=== Problem requirements ===
Each time a line of the listing holds "parking", copy that line.

=== Supplied data ===
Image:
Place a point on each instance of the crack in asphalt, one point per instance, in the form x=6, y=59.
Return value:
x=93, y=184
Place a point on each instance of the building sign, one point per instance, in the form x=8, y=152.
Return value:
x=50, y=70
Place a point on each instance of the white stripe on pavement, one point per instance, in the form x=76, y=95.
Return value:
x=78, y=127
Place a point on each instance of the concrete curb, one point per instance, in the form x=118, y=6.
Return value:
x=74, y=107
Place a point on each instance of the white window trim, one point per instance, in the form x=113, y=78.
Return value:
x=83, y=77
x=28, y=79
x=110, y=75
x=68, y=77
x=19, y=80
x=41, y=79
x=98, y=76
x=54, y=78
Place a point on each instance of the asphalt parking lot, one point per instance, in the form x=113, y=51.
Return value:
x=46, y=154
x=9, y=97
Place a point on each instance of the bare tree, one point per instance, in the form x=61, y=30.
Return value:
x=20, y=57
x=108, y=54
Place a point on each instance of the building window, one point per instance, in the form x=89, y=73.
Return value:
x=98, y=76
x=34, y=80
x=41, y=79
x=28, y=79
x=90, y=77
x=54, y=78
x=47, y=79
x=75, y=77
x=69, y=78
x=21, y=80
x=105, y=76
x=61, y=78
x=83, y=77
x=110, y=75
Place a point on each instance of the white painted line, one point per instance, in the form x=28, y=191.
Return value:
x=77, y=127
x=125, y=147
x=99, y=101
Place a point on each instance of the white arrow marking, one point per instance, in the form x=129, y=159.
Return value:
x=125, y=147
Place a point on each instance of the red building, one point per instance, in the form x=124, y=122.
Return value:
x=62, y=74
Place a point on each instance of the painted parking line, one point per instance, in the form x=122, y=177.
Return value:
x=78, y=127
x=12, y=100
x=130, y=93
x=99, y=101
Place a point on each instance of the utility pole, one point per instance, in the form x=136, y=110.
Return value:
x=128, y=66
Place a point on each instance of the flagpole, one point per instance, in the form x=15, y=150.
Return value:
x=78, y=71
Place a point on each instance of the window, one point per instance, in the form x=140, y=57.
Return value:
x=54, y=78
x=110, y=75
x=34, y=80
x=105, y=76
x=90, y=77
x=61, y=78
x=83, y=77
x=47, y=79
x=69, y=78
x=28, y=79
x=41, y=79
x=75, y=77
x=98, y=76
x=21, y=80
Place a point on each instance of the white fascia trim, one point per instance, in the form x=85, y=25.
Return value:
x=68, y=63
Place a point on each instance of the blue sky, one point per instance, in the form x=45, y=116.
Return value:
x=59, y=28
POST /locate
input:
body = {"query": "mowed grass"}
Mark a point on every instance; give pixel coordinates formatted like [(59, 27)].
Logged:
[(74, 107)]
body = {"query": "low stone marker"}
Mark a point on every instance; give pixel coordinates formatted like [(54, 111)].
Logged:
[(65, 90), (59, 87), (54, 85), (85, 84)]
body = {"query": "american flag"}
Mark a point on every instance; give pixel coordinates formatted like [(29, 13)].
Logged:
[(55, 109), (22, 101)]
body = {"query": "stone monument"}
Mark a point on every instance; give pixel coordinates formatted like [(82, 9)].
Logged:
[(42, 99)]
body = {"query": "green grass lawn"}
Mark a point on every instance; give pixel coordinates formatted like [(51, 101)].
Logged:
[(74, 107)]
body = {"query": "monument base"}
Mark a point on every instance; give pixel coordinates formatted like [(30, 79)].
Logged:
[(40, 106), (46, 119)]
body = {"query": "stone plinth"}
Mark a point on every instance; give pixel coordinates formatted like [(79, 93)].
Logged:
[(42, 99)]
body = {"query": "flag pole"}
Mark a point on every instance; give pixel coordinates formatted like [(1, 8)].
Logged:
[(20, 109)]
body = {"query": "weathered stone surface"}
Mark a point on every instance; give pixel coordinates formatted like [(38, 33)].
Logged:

=== Answer for this exercise ===
Place a point on each instance of the asphalt parking lot, one point per instance, in the form x=113, y=51.
Place a point on each instance of the painted parking line, one point per instance, in the form x=122, y=177.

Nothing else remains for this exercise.